*Work task*. In the listing, find every line that has the string "aerial" and copy it.

── Data for this exercise

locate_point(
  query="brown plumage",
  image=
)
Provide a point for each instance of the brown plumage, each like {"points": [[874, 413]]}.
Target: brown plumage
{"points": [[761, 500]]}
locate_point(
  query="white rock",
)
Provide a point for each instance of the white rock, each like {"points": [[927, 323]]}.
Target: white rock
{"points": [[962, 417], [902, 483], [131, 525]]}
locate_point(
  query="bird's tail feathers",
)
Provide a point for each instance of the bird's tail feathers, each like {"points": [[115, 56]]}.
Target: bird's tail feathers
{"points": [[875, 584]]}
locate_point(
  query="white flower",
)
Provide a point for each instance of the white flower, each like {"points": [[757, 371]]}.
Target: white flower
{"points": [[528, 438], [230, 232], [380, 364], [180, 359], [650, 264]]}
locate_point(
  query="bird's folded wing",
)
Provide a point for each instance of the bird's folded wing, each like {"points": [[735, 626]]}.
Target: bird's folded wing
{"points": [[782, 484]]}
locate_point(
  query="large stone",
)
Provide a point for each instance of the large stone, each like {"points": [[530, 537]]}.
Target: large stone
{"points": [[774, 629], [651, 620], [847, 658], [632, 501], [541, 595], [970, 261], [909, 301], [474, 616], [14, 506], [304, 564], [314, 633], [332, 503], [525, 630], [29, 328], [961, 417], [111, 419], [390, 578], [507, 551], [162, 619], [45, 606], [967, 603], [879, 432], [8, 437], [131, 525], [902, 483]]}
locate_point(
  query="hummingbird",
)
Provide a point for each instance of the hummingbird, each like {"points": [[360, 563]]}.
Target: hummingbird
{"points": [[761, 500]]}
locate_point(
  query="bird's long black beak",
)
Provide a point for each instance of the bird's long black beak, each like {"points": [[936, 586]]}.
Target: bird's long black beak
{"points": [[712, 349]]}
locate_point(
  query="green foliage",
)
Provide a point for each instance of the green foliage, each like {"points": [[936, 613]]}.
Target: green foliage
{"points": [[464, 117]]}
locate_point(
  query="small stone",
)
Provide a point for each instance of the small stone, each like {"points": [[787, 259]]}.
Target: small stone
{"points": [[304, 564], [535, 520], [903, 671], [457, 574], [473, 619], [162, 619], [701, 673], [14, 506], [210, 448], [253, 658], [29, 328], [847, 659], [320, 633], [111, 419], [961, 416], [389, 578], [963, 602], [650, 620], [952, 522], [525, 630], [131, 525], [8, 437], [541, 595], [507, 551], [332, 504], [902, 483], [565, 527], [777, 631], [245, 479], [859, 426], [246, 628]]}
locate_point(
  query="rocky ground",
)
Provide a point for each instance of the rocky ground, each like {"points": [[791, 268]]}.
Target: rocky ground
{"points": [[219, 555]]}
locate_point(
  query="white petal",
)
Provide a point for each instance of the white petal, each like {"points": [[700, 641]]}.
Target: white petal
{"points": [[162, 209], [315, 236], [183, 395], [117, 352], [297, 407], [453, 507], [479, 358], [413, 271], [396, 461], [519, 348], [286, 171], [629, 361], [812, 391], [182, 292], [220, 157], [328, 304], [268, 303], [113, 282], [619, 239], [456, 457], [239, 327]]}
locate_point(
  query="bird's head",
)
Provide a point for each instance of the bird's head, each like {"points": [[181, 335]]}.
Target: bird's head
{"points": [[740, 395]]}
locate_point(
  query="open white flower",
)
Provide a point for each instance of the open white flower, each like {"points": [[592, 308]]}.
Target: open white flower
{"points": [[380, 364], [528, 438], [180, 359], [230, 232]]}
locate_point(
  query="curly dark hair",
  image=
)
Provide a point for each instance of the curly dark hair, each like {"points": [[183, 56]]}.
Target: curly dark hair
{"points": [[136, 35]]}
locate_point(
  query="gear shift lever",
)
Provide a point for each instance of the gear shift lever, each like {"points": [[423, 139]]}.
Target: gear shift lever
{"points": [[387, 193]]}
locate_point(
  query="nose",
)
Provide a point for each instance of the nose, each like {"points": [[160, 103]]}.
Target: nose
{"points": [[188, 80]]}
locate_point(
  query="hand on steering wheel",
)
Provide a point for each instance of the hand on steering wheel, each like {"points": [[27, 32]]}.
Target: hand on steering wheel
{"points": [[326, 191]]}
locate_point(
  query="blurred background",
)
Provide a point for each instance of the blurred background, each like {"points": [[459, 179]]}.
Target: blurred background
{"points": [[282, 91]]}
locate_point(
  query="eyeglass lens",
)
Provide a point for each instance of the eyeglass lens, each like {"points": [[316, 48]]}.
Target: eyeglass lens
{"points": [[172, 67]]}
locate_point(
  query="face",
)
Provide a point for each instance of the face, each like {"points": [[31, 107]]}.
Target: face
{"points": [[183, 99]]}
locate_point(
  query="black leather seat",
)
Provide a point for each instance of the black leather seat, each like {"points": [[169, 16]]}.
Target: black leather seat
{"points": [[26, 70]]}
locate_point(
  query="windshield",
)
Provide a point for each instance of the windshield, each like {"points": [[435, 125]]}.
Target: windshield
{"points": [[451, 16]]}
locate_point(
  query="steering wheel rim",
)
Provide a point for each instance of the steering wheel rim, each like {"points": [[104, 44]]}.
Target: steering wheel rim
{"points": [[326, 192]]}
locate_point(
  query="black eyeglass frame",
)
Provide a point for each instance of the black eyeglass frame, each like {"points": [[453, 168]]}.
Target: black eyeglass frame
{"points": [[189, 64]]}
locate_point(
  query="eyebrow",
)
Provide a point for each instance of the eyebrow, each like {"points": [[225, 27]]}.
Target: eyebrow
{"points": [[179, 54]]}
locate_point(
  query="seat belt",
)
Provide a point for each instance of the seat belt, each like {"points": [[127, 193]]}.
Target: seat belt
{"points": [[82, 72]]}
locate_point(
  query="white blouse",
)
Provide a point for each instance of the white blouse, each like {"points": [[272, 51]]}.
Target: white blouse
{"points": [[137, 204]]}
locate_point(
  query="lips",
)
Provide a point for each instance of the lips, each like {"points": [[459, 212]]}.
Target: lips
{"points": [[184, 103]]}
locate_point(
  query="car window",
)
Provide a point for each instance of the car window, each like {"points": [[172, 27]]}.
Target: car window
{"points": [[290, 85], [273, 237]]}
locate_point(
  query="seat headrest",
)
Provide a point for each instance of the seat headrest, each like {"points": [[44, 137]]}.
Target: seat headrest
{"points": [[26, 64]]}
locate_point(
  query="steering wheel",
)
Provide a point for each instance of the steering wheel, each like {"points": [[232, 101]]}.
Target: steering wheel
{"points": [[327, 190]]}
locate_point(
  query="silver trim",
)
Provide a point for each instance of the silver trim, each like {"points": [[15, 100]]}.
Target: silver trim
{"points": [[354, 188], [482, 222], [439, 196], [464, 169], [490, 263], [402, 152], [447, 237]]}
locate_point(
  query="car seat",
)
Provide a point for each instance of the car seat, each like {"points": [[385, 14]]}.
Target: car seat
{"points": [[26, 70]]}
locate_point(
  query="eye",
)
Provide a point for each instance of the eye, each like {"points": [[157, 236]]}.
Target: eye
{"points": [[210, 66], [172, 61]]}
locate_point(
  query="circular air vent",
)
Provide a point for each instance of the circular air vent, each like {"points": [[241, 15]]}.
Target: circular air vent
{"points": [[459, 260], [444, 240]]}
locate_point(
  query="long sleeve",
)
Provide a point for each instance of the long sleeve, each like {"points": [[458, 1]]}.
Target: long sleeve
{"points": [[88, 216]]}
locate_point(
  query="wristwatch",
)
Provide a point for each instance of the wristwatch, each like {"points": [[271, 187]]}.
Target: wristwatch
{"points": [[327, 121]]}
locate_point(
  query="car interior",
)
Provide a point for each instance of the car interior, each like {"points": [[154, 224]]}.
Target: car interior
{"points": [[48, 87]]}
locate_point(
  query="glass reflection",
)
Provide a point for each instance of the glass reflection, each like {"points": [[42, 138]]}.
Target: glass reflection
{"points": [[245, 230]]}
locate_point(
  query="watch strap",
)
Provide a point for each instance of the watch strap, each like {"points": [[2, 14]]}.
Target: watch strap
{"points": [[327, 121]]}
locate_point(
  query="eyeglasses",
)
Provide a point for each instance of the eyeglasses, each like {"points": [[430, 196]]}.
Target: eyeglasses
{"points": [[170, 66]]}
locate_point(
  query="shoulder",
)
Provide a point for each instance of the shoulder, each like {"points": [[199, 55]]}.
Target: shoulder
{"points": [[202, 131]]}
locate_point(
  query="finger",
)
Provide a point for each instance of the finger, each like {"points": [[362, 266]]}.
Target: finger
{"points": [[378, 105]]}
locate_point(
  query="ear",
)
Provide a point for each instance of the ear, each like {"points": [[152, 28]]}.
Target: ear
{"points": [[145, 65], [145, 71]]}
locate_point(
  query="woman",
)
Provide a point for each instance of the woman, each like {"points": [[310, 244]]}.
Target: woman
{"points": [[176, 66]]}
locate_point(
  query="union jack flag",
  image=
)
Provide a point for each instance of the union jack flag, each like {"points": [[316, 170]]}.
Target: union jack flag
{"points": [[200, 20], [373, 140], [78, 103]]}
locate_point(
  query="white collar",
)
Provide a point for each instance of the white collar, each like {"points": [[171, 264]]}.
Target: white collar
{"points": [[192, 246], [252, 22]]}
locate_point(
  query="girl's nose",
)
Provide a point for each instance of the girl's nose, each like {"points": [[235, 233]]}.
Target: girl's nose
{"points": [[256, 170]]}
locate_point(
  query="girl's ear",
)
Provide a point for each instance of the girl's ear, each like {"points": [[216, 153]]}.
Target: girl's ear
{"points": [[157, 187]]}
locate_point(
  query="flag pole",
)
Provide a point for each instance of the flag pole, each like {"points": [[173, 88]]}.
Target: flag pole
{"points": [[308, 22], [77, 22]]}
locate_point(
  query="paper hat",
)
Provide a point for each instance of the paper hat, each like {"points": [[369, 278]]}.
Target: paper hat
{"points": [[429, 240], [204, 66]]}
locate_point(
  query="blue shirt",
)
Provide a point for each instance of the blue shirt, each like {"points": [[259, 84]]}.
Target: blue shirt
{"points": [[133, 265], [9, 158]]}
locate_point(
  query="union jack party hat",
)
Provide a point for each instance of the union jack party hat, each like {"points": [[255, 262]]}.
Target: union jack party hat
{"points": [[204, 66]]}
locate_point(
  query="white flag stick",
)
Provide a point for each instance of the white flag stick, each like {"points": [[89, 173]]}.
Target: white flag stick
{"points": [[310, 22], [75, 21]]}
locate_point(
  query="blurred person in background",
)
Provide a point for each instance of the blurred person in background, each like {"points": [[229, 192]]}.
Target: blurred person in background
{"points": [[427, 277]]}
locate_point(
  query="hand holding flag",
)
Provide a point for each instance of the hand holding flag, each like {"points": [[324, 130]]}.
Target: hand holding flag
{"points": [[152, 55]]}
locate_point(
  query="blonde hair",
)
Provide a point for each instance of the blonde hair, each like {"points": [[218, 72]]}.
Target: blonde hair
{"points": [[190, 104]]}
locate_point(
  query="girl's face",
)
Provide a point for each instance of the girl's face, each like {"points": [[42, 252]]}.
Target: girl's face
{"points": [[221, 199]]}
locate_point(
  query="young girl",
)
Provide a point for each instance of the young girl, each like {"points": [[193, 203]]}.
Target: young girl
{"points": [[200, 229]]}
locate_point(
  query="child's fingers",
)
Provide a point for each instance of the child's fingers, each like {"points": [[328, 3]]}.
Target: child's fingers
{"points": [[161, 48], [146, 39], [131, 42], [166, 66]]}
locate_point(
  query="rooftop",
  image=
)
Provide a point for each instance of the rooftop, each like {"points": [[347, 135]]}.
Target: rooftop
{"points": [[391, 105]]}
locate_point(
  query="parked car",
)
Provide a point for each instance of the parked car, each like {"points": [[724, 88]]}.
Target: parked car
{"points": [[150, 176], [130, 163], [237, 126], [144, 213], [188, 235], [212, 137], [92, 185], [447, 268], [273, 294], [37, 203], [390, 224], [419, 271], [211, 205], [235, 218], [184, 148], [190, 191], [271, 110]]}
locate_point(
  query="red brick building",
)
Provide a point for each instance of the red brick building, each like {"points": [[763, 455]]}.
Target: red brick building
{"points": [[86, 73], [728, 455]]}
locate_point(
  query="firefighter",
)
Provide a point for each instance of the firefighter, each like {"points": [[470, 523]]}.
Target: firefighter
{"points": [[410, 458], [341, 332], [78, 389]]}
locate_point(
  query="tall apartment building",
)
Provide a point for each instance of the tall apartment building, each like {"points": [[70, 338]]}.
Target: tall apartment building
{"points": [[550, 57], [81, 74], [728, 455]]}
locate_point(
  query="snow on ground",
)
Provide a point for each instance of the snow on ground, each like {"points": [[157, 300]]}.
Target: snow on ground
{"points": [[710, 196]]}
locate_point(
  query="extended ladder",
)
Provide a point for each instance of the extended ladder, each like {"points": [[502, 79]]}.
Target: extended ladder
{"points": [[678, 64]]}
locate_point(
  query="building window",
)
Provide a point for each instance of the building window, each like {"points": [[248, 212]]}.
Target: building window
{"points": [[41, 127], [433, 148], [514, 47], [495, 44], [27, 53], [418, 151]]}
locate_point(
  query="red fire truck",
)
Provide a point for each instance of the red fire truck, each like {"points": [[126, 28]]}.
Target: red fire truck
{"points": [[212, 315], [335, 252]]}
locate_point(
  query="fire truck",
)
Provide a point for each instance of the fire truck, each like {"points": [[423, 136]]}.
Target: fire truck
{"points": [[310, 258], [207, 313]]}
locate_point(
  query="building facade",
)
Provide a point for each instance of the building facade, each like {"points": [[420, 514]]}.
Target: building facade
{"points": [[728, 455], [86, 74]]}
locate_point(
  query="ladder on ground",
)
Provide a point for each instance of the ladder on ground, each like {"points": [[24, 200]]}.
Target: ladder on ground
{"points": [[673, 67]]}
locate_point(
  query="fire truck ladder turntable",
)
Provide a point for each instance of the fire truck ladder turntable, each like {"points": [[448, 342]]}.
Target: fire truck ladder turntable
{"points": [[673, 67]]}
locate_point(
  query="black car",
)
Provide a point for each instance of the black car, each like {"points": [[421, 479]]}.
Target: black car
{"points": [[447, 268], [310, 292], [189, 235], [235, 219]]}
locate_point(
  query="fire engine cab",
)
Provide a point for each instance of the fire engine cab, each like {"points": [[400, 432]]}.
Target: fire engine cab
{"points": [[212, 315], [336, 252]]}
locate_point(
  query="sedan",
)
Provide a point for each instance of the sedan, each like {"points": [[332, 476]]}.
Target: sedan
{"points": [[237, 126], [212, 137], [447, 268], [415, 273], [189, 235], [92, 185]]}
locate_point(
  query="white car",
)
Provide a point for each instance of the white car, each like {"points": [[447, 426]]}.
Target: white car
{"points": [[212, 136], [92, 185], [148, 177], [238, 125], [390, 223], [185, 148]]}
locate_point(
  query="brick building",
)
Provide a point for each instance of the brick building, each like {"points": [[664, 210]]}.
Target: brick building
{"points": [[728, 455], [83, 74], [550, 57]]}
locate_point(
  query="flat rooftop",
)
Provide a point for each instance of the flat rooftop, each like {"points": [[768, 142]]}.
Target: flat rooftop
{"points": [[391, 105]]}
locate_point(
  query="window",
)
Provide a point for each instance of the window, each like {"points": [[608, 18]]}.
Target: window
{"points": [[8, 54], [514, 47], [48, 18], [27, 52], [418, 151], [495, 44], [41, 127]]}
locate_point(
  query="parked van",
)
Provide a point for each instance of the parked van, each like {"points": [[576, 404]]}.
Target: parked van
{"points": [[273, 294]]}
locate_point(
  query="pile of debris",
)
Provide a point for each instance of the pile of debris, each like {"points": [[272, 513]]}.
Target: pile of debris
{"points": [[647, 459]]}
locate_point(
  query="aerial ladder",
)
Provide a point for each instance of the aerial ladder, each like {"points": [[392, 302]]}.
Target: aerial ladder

────

*Response to the task*.
  query="aerial ladder",
Provide a point for each instance of the aerial ladder, each like {"points": [[392, 302]]}.
Target: aerial ladder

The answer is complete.